What the exercise asks:
Could you reproduce, word for word, everything in the tarot interview from "Teresa: Designing Your" down to "Living the Tarot."?

━━━━━ Text excerpt

I am pleased to share an interview with the very talented Teresa Michelsen. Teresa is the owner/operator of a Tarot list I am on called Comparative Tarot. She inherited the list from Valerie Sims. It’s a great list if you like to really get into different aspects of the cards. Think of it as a large guided (albeit gently) study group.
Arwen: What was your first encounter with Tarot like?
Teresa: My Mom’s boyfriend, who lived with us, did tarot readings. When I was about 13, he did one for me that really impressed me and was very insightful. As it turned out, he was kind of like a reversed Magician – charismatic and powerful, but a bit heedless of ethics and the effects of his actions. For decades I didn’t feel comfortable reading with his deck (Morgan-Greer) even though I like it very much. It rejoined me at a Reader’s Studio a couple years back and I’m reconciled with it now 🙂
Arwen: Who do you see as other Tarot luminaries? Who inspires you?
Teresa: That’s a long list! I would start with folks like Ruth Ann and Wald Amberstone, Mary Greer, Rachel Pollack, Thalassa, Solandia, and all those who have dedicated their volunteer time to organizations like ATA and TABI – these are the people who have created communities for tarot readers to grow and thrive in, both in the real world and online. I am also delighted to be part of an inspiring “new generation” of tarotists, among whom I count too many friends to number or even try to list here, busily creating wonderful decks, books, websites, and works of art for us to enjoy. And let’s not forget my favorite editor, Barbara Moore, and all the great publishing houses like Llewellyn, Red Wheel/Weiser, US Games, and Lo Scarabeo who have brought us so many wonderful decks and books.
Arwen: Teresa, you have have written two books. The Complete Tarot Reader and Designing Your Own Tarot Spreads which, by the way, is the book that gave me the confidence to start designing spreads. Who was your target audience for those books?
Teresa: Designing Your Own Tarot Spreads was part of a Special Topics in Tarot series by Llewellyn, and was really designed for the intermediate reader who was ready to go beyond what they had first been taught. The Complete Tarot Reader, on the other hand, was developed for students who, like me, work best in a structured manner. It has study goals and exercises, but at the same time it was designed to work with any deck and any philosophy of reading. I’m currently leaning more toward advanced topics for experienced tarot readers, including upcoming books on Astrology for Tarot Readers, and another that provides exercises designed to help you manifest the tarot archetypes in everyday life, called Living the Tarot.

━━━━━━━━━━
━━━━━ Raw records

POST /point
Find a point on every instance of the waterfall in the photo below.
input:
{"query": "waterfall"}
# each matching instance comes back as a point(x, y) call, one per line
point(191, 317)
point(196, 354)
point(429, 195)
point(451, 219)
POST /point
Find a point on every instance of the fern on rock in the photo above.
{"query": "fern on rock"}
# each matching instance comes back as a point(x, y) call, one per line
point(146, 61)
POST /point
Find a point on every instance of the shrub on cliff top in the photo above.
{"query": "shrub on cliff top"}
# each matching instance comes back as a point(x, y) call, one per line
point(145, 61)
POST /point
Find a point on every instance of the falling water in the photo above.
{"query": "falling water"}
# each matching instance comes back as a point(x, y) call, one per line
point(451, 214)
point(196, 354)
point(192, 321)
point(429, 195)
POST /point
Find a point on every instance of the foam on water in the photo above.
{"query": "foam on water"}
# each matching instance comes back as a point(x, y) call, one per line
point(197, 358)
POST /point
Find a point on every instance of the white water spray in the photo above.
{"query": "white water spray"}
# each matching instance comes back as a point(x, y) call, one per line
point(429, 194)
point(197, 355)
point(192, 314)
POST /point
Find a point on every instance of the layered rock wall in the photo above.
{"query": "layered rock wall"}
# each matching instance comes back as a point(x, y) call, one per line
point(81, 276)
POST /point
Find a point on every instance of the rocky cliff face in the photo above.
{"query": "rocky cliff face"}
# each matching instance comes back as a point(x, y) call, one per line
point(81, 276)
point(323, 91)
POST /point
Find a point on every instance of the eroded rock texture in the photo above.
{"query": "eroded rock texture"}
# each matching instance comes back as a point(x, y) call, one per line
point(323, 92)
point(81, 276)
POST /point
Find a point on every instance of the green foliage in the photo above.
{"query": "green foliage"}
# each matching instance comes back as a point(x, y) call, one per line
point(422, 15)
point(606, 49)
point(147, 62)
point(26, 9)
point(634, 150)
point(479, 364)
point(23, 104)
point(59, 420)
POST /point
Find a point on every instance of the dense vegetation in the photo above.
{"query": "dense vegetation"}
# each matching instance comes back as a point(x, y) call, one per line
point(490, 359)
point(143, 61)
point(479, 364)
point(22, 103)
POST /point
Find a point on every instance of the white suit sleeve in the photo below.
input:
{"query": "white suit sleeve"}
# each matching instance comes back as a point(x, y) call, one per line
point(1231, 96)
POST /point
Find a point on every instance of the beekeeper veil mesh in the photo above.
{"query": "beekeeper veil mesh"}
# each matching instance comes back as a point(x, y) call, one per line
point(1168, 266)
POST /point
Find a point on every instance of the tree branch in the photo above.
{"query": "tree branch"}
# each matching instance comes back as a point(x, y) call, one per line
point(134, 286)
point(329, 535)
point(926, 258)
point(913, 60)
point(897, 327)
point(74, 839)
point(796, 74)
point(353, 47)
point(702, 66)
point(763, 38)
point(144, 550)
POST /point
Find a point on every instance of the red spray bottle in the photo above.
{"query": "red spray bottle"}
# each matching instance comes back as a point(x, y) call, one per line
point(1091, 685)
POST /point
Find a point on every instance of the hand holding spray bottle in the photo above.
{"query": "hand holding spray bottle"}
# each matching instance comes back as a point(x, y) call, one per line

━━━━━━━━━━

Correct output:
Teresa: Designing Your Own Tarot Spreads was part of a Special Topics in Tarot series by Llewellyn, and was really designed for the intermediate reader who was ready to go beyond what they had first been taught. The Complete Tarot Reader, on the other hand, was developed for students who, like me, work best in a structured manner. It has study goals and exercises, but at the same time it was designed to work with any deck and any philosophy of reading. I’m currently leaning more toward advanced topics for experienced tarot readers, including upcoming books on Astrology for Tarot Readers, and another that provides exercises designed to help you manifest the tarot archetypes in everyday life, called Living the Tarot.